● Trecho extraído:
Santos, amparada no conceito de mercadoria de Marx, esclarece a diferença entre processo de
mercantilização intrínseco do processo de mercantilização extrínseco na educação. O primeiro, já
explicamos acima, relaciona a incorporação do fazer pedagógico à reestruturação produtiva, fazendo com
que essa incorporação ocorra pela combinação do consenso e da coerção. O segundo processo trata-se da
venda da mercadoria educação por meio da privatização direta, na qual a mercantilização acontece na
dimensão da distribuição ou circulação (SANTOS, 2012).
Na educação básica, a mudança na forma de atuação do empresariado ocorre por meio de
parcerias público-privadas na gestão do trabalho pedagógico, controle, avaliação por resultado e a
incorporação da carreira docente aos critérios do mercado. Nesse processo de mercantilização interna,
descrito por Santos, o direito à educação é conotado como um serviço produzido com os critérios das
empresas privadas.
Observamos que isso tem produzido uma falsa consciência da desnecessidade do público
(OLIVEIRA, 1999), em especial, da educação pública. Há um esvaziamento da dimensão política da
educação, reduzida à dimensão “técnica”, como o problema fosse uma mera falta de eficiência, eficácia e
produtividade do sistema, que somente poderia ser resolvido pela implementação do método da gestão da
qualidade total (JOHANNPETER, 2006). Desta maneira, salientamos que esse processo tem silenciado os
significados da educação como prática política transformadora e de formação humana.

● Dados fornecidos:
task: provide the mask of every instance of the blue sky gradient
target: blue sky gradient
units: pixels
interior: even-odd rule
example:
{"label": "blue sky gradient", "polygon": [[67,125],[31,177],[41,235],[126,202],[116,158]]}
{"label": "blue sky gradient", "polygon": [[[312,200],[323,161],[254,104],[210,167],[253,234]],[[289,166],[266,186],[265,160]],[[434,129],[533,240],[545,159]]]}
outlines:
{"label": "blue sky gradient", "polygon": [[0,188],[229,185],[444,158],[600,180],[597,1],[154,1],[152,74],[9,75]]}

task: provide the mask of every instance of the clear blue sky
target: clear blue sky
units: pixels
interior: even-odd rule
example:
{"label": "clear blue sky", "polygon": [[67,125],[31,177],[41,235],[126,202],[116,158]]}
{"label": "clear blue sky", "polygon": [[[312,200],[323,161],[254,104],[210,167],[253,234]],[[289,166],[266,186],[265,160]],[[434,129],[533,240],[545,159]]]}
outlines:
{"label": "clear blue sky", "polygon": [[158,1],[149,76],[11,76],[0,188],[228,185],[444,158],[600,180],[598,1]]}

* * *

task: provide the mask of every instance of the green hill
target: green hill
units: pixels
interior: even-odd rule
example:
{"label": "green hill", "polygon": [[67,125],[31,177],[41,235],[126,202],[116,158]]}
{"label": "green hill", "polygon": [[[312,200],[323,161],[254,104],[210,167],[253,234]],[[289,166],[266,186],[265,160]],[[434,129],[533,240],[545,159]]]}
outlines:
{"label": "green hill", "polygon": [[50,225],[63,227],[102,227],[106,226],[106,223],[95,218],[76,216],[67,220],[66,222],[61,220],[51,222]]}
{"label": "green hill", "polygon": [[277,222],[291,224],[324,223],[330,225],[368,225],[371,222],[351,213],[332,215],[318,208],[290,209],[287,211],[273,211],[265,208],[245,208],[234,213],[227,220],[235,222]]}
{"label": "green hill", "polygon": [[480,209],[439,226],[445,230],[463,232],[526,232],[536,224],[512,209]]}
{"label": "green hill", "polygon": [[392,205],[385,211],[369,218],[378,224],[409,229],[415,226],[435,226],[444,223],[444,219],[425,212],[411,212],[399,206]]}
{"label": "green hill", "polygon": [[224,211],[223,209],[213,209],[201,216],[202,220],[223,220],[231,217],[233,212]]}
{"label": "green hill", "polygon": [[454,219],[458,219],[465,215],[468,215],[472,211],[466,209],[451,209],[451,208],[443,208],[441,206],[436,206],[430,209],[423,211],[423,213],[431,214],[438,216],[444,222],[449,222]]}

● Tarefa a realizar: Prossiga o texto sobre a mercantilização da educação, começando logo após a última frase apresentada.

● Resposta escrita:
Essas mudanças na forma de atuação dos APHs empresariais na educação básica ocorreram a
partir da década de 1970 com a crise do capitalismo mundial que afetou o funcionamento da economia e da
política, resultando no processo de recomposição da hegemonia burguesa através da reestruturação
produtiva e do neoliberalismo. Essa crise também teve rebatimentos nos sistemas educacionais e nas escolas
públicas dos países capitalistas centrais e de países dependentes periféricos que começaram a ser
reconfigurados por meio de “reformas” para se adequarem às novas necessidades de acumulação flexível e
de sociabilidade burguesa. Essas “reformas” foram conduzidas por organismos internacionais e
implementadas por APHs empresariais locais que objetivavam, sobretudo, “melhorar” a produtividade
econômica e a qualidade do trabalho, por meio de padronizações de objetivos e controles, descentralização,
mudança da gestão educacional e da formação de professores (LAVAL, 2019).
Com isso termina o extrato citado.